Data supplied
# # # # # # #

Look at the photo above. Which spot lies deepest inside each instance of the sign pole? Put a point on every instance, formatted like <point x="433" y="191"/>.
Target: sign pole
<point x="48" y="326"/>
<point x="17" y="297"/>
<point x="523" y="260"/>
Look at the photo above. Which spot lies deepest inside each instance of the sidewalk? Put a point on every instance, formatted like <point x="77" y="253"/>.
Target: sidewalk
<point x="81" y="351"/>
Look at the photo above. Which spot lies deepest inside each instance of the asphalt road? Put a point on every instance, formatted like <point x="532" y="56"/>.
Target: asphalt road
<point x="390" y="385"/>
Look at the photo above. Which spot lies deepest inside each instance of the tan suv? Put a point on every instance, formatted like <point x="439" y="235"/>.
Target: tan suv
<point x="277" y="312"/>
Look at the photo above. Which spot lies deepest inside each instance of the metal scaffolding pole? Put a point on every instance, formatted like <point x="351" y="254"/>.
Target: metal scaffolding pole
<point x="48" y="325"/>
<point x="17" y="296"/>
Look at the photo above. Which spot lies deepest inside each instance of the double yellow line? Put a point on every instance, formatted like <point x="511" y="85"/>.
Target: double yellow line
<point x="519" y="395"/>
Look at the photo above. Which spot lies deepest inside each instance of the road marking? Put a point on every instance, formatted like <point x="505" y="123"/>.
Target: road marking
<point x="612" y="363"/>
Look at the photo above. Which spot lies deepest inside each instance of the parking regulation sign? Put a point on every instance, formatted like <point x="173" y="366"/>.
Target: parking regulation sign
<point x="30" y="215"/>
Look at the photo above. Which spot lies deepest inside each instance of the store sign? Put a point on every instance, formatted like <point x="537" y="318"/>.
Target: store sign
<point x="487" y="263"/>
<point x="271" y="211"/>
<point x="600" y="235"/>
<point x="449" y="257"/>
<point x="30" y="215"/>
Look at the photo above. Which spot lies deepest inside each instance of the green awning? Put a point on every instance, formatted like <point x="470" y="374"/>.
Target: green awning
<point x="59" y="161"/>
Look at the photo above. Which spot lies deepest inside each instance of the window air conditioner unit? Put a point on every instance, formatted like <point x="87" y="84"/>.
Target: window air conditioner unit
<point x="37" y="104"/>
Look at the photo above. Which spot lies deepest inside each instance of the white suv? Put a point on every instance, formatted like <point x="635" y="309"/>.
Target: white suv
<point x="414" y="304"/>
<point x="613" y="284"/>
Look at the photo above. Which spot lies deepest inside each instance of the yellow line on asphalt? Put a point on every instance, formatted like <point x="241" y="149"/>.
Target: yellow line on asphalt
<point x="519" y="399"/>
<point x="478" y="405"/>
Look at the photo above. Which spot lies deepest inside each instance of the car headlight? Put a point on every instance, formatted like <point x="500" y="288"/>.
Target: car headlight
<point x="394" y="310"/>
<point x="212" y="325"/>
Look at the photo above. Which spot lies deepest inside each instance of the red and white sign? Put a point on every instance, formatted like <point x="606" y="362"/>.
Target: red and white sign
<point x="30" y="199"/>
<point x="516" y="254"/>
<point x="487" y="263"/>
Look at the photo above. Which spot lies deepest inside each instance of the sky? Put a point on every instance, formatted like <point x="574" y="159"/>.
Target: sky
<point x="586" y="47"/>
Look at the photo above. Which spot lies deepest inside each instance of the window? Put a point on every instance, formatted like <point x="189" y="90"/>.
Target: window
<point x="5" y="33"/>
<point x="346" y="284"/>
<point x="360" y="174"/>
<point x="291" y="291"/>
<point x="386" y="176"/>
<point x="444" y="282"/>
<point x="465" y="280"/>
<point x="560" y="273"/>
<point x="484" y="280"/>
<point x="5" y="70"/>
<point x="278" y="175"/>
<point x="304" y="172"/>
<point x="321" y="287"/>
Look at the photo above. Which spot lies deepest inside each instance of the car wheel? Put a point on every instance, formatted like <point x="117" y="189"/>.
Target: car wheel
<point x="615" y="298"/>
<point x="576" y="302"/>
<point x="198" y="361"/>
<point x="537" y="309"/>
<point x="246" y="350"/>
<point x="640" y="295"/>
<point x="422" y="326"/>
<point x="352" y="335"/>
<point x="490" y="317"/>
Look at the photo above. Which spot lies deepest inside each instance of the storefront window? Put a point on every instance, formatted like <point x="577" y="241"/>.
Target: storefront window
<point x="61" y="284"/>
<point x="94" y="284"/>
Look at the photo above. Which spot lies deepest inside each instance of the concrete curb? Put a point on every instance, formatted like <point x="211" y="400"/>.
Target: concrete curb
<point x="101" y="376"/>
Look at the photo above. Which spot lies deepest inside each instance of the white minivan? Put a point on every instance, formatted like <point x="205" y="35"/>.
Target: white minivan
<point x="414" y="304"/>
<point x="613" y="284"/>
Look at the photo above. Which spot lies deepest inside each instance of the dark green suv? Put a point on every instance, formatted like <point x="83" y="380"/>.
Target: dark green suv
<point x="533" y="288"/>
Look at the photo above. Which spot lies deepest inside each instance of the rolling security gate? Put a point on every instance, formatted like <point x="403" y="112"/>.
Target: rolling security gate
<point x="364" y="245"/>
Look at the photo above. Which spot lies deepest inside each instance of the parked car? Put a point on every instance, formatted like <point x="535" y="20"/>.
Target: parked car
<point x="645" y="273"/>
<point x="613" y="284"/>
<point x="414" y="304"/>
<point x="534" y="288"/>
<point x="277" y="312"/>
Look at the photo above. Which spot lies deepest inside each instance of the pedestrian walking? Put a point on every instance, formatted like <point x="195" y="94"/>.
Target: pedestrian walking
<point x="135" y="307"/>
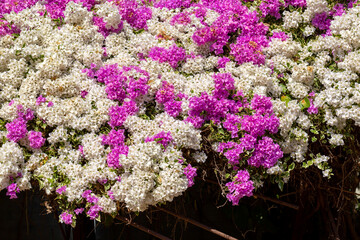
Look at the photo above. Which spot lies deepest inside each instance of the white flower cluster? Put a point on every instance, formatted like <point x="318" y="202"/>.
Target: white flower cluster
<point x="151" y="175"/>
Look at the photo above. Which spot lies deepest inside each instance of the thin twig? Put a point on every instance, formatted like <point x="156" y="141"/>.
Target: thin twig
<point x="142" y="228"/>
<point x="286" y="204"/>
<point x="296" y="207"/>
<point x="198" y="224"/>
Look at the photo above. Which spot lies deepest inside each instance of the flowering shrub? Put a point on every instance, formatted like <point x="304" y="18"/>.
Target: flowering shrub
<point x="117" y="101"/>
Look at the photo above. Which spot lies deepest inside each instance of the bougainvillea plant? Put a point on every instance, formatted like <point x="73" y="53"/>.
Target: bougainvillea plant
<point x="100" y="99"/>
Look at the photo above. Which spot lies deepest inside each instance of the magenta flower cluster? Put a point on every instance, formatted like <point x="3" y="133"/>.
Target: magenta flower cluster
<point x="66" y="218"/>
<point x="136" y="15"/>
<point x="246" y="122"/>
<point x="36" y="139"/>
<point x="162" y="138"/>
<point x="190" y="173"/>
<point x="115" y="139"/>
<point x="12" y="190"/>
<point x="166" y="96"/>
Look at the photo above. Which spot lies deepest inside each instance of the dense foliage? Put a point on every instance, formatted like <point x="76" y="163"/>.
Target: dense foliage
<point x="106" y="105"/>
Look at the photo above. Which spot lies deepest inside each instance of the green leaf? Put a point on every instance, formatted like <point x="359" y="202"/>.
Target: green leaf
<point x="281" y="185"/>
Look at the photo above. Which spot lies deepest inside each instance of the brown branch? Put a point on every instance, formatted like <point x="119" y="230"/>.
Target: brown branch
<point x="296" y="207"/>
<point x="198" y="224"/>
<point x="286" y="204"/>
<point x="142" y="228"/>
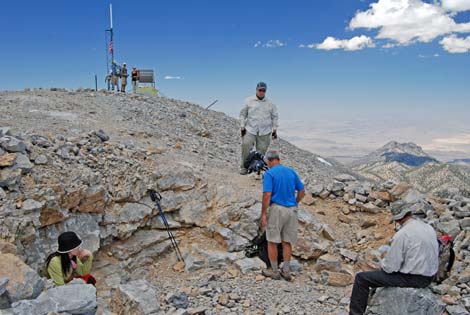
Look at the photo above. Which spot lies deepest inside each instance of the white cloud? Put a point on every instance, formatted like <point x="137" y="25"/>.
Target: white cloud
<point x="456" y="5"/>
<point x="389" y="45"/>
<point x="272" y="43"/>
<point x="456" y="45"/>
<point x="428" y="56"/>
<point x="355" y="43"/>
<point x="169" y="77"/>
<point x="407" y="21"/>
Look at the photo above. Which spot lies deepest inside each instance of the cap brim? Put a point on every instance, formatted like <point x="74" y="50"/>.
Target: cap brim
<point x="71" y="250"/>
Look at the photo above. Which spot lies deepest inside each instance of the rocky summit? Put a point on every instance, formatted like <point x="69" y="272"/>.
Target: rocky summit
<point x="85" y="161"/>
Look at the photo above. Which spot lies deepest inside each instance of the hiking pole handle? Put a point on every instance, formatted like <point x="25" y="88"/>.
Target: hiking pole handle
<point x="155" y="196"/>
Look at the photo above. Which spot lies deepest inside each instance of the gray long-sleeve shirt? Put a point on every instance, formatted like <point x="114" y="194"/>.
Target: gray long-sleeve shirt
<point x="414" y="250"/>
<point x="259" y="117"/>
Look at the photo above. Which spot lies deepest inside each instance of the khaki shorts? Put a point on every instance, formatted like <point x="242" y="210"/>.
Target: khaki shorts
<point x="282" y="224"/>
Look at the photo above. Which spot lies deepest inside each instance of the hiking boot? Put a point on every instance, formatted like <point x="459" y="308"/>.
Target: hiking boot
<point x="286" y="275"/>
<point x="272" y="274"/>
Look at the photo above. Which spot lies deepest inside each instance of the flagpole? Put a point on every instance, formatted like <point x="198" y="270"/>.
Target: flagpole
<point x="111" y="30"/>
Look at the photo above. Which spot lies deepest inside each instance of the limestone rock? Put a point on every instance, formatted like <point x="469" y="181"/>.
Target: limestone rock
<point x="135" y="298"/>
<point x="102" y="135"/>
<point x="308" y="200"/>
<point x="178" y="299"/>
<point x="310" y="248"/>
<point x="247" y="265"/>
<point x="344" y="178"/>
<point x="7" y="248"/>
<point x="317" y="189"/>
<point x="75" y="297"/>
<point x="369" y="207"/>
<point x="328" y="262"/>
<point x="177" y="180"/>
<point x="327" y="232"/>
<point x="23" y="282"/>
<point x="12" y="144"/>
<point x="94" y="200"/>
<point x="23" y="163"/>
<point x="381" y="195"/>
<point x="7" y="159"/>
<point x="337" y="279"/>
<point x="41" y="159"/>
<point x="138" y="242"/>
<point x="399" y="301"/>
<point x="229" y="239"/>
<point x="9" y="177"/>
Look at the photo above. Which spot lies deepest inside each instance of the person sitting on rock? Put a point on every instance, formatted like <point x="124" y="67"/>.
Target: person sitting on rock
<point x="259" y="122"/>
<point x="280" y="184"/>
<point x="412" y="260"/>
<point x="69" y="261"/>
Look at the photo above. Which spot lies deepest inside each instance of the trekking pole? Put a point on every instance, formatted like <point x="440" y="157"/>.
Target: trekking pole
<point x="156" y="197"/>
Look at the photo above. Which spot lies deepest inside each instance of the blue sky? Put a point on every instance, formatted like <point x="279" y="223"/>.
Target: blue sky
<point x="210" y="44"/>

# # # # # # #

Aim
Through the last line of the entries above, beginning at the line containing "of the khaki", transcribe each line exactly, both ends included and nothing more.

Completed task
Look at the photo above. Which spot lies deepest inside each instance of the khaki shorts? Put a point on every instance, formatted like <point x="242" y="210"/>.
Target: khaki shorts
<point x="282" y="224"/>
Look at the photo above. Which spot lies deepest inside each instance of the hiking boot? Put a point on every instance, formatted like <point x="459" y="308"/>.
Target: hiking boot
<point x="286" y="275"/>
<point x="272" y="274"/>
Look at the photo above. Which spot lies deepest inside each instance of the flagpole? Put a point on every instance, formatted like <point x="198" y="270"/>.
Target: flagpole
<point x="111" y="30"/>
Look at the photo above. Which spot lies deepest inside each instance of the limestone rock? Put a point on every instance, formatted like <point x="469" y="181"/>.
Target: limestone rock
<point x="135" y="298"/>
<point x="102" y="135"/>
<point x="308" y="200"/>
<point x="178" y="299"/>
<point x="310" y="248"/>
<point x="247" y="265"/>
<point x="344" y="178"/>
<point x="7" y="248"/>
<point x="317" y="189"/>
<point x="75" y="297"/>
<point x="369" y="207"/>
<point x="328" y="262"/>
<point x="177" y="180"/>
<point x="327" y="232"/>
<point x="23" y="282"/>
<point x="12" y="144"/>
<point x="94" y="200"/>
<point x="23" y="163"/>
<point x="381" y="195"/>
<point x="7" y="159"/>
<point x="337" y="279"/>
<point x="41" y="159"/>
<point x="138" y="242"/>
<point x="399" y="301"/>
<point x="229" y="239"/>
<point x="9" y="177"/>
Look at the photo above. Which spot lies deepest inside each instance of the person sitting on rock? Put a point on every instance, formatted like <point x="124" y="67"/>.
Target: person sitting on rock
<point x="259" y="122"/>
<point x="280" y="184"/>
<point x="412" y="260"/>
<point x="69" y="261"/>
Look at the photo above. Which spot lies deepest inside each instance of the trekking pole? Put a point on every instance, formatted like <point x="440" y="157"/>.
Target: trekking pole
<point x="156" y="197"/>
Look at the photo above. Which spot lies deepest inside each instance of the blue sky? Put a point on every instance, formatted like <point x="279" y="223"/>.
Target: blue sky
<point x="210" y="44"/>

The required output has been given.